» Actions to take:
a) Say whether each statement agrees with the tobacco-free campus text. Answer yes or no for each, quoting the words from the text that decide it.
(i) BGSU is among the first 20 colleges and universities to get a TFGCI grant.
(ii) The Morning Consult poll surveyed 4,700 registered voters.
(iii) Three-quarters of Americans support policies that prohibit tobacco use on college campuses.
b) Write out the passage of the tobacco-free campus text starting with "The grant funds" and going on through "for the initiative.".

» Document text:
------------------------

BGSU is among the first 20 colleges and universities to receive a TFGCI grant.

Over the next three years, colleges and universities throughout the U.S. will be awarded TFGCI grants to support their efforts to advocate for, adopt and implement 100 percent smoke- and tobacco-free campus policies. Campuses will also receive technical assistance and resources to support their efforts with education, communications, cessation and evaluation.

“Recreation and Wellness is extremely honored to be a recipient of the Tobacco-Free Generation Campus Initiative funding,” said Dr. Thomas Gibson, BGSU vice president for student affairs and vice provost. “While approximately 90 percent of smokers start by age 18, 99 percent start by age 26. This staggering statistic emphasizes the importance of supporting BGSU students with prevention and cessation efforts, while also creating a healthy environment for our campus community. This funding opportunity will allow our campus to focus on these efforts.”

The grant funds will be used to develop a proposed tobacco-free policy as well as a proposal for its implementation. A portion of the grant has been budgeted for marketing and education materials for the initiative.

TFGCI grants are intended to address a critical, unmet need by helping colleges and universities achieve 100 percent smoke- and tobacco-free campus policies. The U.S. Department of Education reports there are approximately 4,700 institutions of higher education in the United States. According to the Americans for Nonsmokers Rights Foundation, only 1,427 college campuses are 100 percent smoke- and tobacco-free.

According to a new Morning Consult poll of 2,202 registered voters, commissioned by CVS Health Oct. 12-18, 2016, there is strong public support for addressing the continued impact of tobacco use on college and university campuses. Among the key poll findings:

  • More than half of Americans (56 percent) think the number of tobacco-free campuses is too low. This is similar among U.S. college students where the combined percentage is 54 percent.
  • Three-quarters (75 percent) of Americans support policies that prohibit smoking and other tobacco use on college campuses.
  • Fifty-two percent of Americans think whether or not a campus is tobacco free is an important consideration when applying to, and potentially attending, a college/university, ranking behind academic quality (86 percent) and quality of housing (79 percent), but ahead of how competitive athletic teams are (38 percent).

------------------------

» Record list:
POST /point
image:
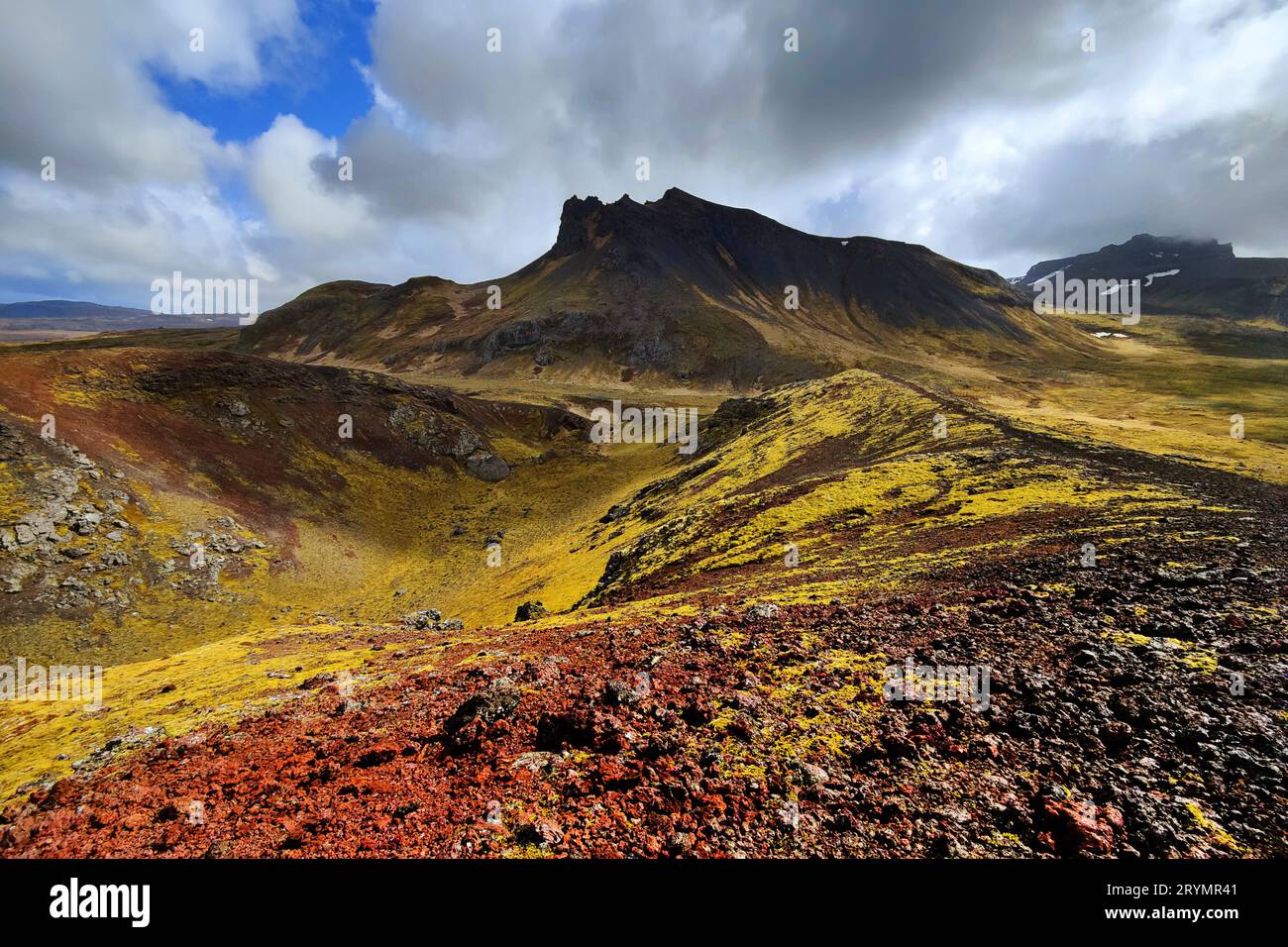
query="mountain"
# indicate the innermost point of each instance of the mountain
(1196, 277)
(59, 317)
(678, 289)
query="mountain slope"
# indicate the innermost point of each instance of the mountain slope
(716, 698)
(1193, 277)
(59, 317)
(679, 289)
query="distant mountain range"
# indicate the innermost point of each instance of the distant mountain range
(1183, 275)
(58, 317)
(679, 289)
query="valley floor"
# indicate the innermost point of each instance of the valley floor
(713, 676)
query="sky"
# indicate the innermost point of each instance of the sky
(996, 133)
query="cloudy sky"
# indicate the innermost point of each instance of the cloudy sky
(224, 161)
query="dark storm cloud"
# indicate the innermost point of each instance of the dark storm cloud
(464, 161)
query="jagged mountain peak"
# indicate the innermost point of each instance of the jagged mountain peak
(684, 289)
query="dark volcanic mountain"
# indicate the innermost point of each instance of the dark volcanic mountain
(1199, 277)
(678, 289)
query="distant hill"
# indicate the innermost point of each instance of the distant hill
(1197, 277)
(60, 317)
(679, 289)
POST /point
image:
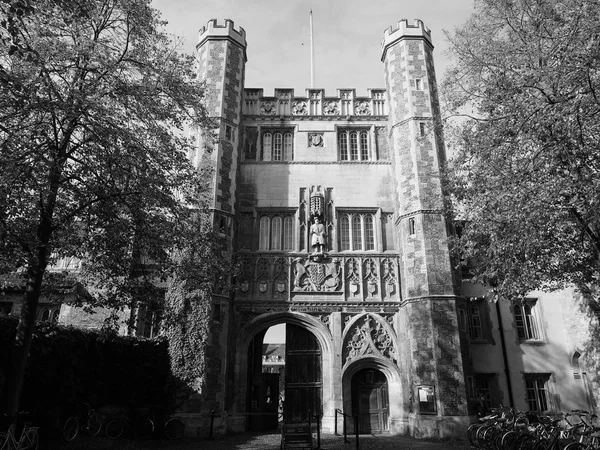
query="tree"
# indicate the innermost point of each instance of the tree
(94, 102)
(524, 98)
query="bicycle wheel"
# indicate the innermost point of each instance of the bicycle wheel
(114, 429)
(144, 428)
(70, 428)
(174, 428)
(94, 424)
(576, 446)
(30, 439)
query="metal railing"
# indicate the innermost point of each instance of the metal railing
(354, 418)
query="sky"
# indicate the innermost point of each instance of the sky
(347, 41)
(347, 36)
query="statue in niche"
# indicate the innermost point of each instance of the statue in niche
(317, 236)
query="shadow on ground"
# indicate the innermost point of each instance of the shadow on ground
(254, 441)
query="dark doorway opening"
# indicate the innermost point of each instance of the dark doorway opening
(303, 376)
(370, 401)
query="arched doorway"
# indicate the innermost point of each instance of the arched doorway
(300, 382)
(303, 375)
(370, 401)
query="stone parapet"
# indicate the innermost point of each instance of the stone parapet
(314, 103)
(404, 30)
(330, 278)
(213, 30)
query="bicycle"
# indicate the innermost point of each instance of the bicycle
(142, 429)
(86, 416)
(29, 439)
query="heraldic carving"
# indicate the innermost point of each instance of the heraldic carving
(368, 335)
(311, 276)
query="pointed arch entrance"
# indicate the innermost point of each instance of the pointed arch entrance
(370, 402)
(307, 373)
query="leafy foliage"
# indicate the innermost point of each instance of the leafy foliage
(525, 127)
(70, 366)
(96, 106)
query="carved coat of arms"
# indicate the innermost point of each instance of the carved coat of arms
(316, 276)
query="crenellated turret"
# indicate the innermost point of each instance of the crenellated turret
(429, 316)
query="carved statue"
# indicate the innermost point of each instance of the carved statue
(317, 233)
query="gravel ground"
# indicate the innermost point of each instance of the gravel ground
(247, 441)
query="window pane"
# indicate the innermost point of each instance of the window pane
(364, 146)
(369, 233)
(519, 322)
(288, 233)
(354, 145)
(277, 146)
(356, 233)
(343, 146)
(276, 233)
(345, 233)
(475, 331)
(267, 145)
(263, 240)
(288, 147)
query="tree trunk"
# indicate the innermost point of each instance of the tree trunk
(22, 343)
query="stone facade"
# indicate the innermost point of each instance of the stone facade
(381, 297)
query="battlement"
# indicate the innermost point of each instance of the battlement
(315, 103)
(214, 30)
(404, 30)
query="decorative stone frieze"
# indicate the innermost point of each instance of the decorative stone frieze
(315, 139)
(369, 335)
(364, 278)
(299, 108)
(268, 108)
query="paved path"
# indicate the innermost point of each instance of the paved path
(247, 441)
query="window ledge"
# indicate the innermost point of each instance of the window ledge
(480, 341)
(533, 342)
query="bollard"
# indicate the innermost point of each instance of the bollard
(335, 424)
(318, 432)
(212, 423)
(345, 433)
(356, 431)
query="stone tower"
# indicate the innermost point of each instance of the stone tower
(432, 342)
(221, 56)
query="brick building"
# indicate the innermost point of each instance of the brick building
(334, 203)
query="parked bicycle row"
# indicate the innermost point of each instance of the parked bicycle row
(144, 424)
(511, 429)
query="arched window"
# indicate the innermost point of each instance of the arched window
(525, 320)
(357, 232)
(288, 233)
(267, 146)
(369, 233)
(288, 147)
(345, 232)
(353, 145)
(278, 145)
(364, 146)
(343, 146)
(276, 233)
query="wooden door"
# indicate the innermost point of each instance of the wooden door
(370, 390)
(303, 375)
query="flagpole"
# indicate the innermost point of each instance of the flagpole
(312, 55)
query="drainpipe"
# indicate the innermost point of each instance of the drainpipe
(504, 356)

------------------------

» The answers:
a)
(i) Yes: "BGSU is among the first 20 colleges and universities to receive a TFGCI grant."
(ii) No: "a new Morning Consult poll of 2,202 registered voters"
(iii) Yes: "Three-quarters (75 percent) of Americans support policies that prohibit smoking and other tobacco use on college campuses."

b)
The grant funds will be used to develop a proposed tobacco-free policy as well as a proposal for its implementation. A portion of the grant has been budgeted for marketing and education materials for the initiative.